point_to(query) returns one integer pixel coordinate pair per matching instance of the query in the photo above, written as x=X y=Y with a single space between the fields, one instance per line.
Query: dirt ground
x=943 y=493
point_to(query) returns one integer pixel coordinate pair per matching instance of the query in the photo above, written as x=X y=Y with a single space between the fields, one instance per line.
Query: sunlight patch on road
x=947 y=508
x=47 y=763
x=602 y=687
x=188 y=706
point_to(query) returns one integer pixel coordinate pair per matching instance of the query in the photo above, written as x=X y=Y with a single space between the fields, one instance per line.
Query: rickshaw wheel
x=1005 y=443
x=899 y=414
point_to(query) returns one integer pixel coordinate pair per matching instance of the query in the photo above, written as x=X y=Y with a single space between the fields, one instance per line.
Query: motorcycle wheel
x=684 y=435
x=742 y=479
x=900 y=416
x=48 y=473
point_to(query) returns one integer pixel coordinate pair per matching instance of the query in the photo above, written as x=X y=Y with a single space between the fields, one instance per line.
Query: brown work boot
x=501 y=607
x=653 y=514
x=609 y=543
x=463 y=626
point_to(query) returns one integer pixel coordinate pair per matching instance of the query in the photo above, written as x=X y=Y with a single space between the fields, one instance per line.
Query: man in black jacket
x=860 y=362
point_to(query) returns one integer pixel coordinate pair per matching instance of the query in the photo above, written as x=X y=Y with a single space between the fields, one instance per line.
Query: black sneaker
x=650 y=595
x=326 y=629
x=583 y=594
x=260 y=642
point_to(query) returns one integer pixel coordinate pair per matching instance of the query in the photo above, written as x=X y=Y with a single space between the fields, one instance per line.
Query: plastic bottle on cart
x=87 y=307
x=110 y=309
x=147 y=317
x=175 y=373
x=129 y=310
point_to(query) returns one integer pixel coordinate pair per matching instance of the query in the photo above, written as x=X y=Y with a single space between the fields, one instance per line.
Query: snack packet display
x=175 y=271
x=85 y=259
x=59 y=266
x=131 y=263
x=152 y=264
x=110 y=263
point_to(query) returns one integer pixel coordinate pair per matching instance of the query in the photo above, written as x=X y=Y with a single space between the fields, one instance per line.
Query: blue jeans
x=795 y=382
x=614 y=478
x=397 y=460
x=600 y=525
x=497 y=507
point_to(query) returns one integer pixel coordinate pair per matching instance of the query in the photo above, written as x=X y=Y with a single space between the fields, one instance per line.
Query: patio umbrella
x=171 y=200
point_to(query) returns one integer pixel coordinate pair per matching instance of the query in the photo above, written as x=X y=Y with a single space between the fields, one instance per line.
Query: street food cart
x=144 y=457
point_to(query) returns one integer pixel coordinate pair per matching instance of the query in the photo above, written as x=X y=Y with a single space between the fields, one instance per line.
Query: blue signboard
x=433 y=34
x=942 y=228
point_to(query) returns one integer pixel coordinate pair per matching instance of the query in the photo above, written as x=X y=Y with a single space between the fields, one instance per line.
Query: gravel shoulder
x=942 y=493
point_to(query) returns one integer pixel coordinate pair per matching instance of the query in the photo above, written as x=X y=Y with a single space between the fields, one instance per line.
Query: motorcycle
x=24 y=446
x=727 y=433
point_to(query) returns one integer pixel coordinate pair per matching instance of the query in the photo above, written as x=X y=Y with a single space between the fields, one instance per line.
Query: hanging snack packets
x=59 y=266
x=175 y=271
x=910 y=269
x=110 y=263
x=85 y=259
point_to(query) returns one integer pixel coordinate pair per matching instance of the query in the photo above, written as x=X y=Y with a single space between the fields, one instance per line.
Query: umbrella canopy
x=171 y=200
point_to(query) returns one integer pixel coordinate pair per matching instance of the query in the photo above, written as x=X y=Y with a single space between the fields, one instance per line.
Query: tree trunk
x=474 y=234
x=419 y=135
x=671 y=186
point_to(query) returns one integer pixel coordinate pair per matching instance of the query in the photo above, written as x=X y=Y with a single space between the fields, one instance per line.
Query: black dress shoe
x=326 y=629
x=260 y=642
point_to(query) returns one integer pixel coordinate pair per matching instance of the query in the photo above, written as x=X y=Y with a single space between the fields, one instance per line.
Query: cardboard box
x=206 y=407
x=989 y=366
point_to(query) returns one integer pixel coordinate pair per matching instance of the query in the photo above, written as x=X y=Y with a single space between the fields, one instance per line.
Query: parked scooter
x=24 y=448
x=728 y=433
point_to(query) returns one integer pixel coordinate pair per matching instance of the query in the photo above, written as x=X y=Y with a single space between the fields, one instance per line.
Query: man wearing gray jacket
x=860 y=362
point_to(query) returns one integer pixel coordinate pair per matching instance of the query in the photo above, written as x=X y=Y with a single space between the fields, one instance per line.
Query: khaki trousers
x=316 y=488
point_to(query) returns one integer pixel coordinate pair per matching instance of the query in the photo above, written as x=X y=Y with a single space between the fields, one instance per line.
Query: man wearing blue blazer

**AIM OF THE EXERCISE**
Reproduce all of the entries above verbatim, keeping every line and its order unchanged.

**FINAL ANSWER**
point_to(query) returns one integer pixel coordinate pair per matching instance of the query in the photo above, written as x=X y=Y with a single space between the fields, one instance per line.
Query: dirt ground
x=943 y=493
point_to(query) returns one integer pixel coordinate pair per matching instance of the query in the photo above, written as x=X y=Y with a single space between the fields, one instance per line.
Query: sunlight patch on road
x=947 y=508
x=47 y=763
x=602 y=687
x=188 y=706
point_to(query) returns one integer pixel coordinate pair per matching instance of the query in the photo above, written as x=X y=Y with a single space between the fields, one instance per line.
Query: rickshaw wheel
x=1005 y=443
x=899 y=414
point_to(query) returns one integer pixel coordinate pair per matching instance of the query in the photo above, written as x=X y=Y with a single space between the fields, one instance per line.
Query: motorcycle wheel
x=684 y=435
x=742 y=479
x=900 y=416
x=48 y=473
point_to(query) returns one integer pixel coordinate pair per matching instance of the query in the photo above, written as x=X y=Y with a single space between the fields, one instance per line.
Query: brown work boot
x=501 y=607
x=653 y=514
x=609 y=543
x=463 y=626
point_to(query) returns one integer pixel coordinate pair per matching instance of the query in the photo above, written as x=X y=Y with a single space between the fields, one instance per line.
Query: man in black jacket
x=860 y=362
point_to(query) returns one integer pixel coordinate pair per matching instance of the query in the photo above, written as x=X y=Y with a single space between the fields, one instance per line.
Query: black sneaker
x=650 y=595
x=326 y=629
x=583 y=594
x=260 y=642
point_to(query) returns one integer pixel coordinate pair per matching instance of the query in the photo above, written as x=X y=Y with a single space between the fields, one instance per line.
Query: plastic bottle on cart
x=87 y=307
x=110 y=309
x=147 y=317
x=175 y=373
x=129 y=310
point_to(query) returns one integer pixel coordinate pair per matching instance of the query in the photo above, written as x=X y=Y with a single space between the fields, one instance per line.
Query: snack packet display
x=175 y=271
x=85 y=259
x=59 y=266
x=131 y=263
x=152 y=264
x=110 y=263
point_to(query) returns one integer pixel coordinate pair per matching instance of the query in the photo above, written as x=X y=Y with a single space between the fields, one instance per line.
Query: blue jeans
x=795 y=382
x=614 y=478
x=397 y=460
x=600 y=525
x=497 y=507
point_to(query) returns one integer pixel coordinate pair per matching instance of the query in the photo above, written as x=X y=Y with a single space between the fields, one instance per line.
Query: patio umbrella
x=171 y=200
point_to(query) returns one integer pixel coordinate pair per matching instance of the query in the photo above, written as x=X y=Y with a single space between the fields, one instance per line.
Query: street food cart
x=144 y=457
point_to(query) returns one integer pixel coordinate pair per matching instance of the query in the photo above, written as x=X y=Y with a single space between the fields, one instance per line.
Query: blue signboard
x=433 y=34
x=942 y=228
point_to(query) returns one integer pixel coordinate pair per matching instance of the query in the photo above, written as x=X y=Y with a single space between the fields, one instance per line.
Query: gravel shoulder
x=942 y=493
point_to(query) returns one integer pixel coordinate pair per matching instance of the query in the photo above, written as x=X y=Y with a single space between the fields, one instance per line.
Query: motorcycle
x=24 y=446
x=727 y=433
point_to(query) returns one integer pixel coordinate pair per matching instance of the query in the photo above, written as x=X y=Y with a single space between the fields, one instance per line.
Query: hanging snack packets
x=59 y=266
x=175 y=271
x=910 y=269
x=110 y=263
x=85 y=259
point_to(query) returns one integer pixel coordinate pair per matching instance of the query in the photo above, written as x=X y=Y with a single space between the fields, one instance per line.
Query: umbrella canopy
x=171 y=200
point_to(query) returns one integer pixel coordinate pair per matching instance of the query in the photo above, written as x=X y=Y with a single space between the fields, one instance per line.
Query: tree trunk
x=474 y=234
x=419 y=135
x=671 y=186
point_to(query) returns one integer pixel coordinate pair per matching instance of the query in the photo above, written as x=X y=Y with a single space between the fields, one instance per line.
Query: black dress shoe
x=326 y=629
x=260 y=642
point_to(query) returns one integer pixel coordinate pair per matching instance of the query in the photo above, written as x=X y=Y with a single space between the fields, one instance per line.
Query: cardboard box
x=206 y=407
x=989 y=366
point_to(query) returns one integer pixel coordinate pair per matching instance of the query in the photo above, written as x=X y=Y with a single space between the fields, one instance per line.
Query: parked scooter
x=24 y=448
x=728 y=433
point_to(query) returns one integer pixel coordinate pair per matching instance of the query in the photo above, written as x=X y=Y with a single space between the fields, one instance per line.
Query: man wearing gray jacket
x=860 y=362
point_to(query) returns one integer pixel coordinate pair per matching instance of the query in the photo above, written as x=X y=Y with a single space between the fields, one instance per line.
Query: khaki trousers
x=316 y=488
point_to(query) returns one integer pixel coordinate pair per matching instance of the query in the photo above, written as x=X y=Y with a single space between the fields, one instance per line.
Query: man wearing blue blazer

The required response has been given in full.